[What this task involves]: Rescale the part of the items that opens with the line containing "spot the white and grey cat" and runs through the end of the items, reproducing only those lines, requests included, with every coordinate in the answers multiplied by 1.9 and rounded to a whole number, halves rounded up. Leave the requests and their sample coordinates unchanged.

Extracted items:
┌──

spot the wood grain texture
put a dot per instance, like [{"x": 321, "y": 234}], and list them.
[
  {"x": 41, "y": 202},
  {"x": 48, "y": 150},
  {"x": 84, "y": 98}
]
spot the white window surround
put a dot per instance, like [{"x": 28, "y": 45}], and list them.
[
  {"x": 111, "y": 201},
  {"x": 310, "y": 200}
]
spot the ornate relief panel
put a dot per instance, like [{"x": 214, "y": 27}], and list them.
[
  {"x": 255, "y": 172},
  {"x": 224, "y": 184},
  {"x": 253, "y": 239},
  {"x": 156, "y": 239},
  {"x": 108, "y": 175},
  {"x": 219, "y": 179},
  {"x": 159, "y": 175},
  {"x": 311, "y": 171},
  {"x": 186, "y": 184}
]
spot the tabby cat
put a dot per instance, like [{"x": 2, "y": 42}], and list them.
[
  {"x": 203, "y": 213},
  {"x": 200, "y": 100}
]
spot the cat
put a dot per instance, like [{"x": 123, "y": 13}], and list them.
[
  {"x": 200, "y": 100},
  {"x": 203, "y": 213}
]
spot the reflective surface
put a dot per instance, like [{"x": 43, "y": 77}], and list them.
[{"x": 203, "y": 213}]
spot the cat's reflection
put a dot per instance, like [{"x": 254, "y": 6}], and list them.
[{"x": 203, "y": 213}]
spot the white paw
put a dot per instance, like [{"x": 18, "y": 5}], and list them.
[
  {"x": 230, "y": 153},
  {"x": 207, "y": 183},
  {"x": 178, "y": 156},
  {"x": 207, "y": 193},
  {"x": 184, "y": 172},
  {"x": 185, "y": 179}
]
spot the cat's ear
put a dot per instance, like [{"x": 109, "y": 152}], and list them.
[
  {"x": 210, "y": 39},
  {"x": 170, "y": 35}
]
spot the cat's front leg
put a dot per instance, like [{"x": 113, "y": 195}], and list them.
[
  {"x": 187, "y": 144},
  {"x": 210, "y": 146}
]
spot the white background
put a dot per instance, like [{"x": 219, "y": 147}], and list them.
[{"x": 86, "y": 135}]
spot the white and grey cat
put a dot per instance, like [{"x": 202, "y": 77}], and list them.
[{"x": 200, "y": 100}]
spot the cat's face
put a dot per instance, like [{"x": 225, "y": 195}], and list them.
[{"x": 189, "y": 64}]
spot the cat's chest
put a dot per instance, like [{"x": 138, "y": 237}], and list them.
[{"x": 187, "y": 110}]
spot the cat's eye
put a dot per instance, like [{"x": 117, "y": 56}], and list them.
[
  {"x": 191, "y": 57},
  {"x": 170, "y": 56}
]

└──

[Exercise solution]:
spot the white and grey cat
put a dot per instance, like [{"x": 202, "y": 77}], and list them.
[{"x": 380, "y": 190}]
spot the cat's face
put a dot per instance, like [{"x": 225, "y": 195}], and list them.
[{"x": 359, "y": 122}]
spot the cat's chest
put a dot per instance, like [{"x": 138, "y": 237}], and list them.
[{"x": 355, "y": 209}]
spot the cat's eye
put a dot per instance, like [{"x": 117, "y": 56}], and list them.
[
  {"x": 363, "y": 108},
  {"x": 323, "y": 106}
]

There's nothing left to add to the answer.